_ROWS_:
^^^^^^^^
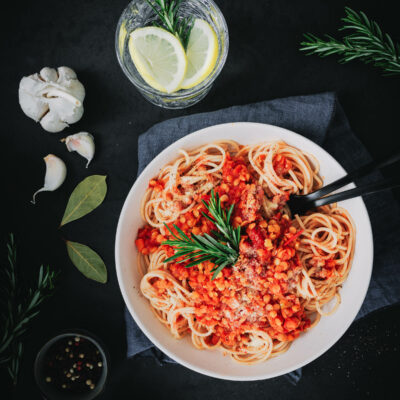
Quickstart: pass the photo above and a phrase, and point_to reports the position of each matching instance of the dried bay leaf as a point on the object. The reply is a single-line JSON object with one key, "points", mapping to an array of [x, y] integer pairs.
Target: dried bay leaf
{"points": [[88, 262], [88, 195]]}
^^^^^^^^
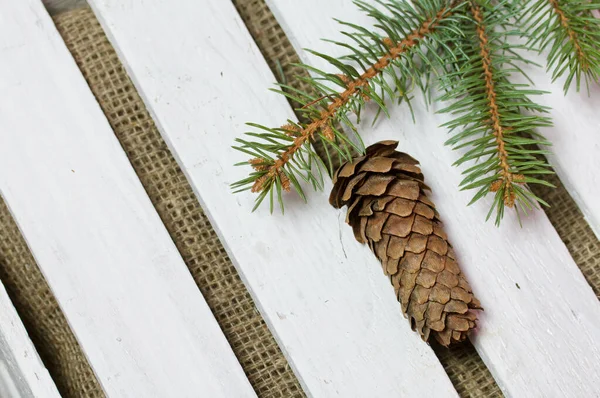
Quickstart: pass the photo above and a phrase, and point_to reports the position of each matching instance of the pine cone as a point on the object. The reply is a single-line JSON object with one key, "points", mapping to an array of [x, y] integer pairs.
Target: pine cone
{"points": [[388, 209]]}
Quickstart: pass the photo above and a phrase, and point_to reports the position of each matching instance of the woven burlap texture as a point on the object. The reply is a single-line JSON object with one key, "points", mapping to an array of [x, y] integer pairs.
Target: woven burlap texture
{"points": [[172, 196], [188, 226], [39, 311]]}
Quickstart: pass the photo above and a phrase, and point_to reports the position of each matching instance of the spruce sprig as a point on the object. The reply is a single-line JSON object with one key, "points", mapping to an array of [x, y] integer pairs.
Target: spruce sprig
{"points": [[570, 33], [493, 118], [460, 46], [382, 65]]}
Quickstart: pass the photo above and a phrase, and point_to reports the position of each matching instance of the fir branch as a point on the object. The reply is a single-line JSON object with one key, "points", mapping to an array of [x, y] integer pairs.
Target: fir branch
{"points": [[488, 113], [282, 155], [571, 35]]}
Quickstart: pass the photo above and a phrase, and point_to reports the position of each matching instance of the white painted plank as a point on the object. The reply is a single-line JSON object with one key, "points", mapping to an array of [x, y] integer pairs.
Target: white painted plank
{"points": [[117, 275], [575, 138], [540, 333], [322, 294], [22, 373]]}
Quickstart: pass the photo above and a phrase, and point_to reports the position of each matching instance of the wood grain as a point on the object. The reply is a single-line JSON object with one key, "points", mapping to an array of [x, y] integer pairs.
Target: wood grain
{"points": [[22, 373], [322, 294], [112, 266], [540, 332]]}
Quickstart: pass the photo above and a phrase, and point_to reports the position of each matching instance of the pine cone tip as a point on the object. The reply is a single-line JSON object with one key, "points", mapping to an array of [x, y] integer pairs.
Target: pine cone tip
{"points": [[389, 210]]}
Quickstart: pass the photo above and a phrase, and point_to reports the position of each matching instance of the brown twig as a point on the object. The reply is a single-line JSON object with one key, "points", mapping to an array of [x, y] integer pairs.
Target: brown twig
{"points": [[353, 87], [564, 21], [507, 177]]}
^^^^^^^^
_TASK REQUIREMENTS_:
Please copy out, word for word, the lines of the listing that start at the line containing "of the woven" and stop after the line containing "Target: woven burlap texture", including both of those lines.

_THE COMPLETED TASK_:
Quickstart: pass the photo above and a phrase, and point_to reports the position of each matching instance of the woven burlap texture as a point on the object. The reply is a single-line JSON object with one key, "points", mapping to an array of [x, y] integer pairs.
Target: woven burlap texture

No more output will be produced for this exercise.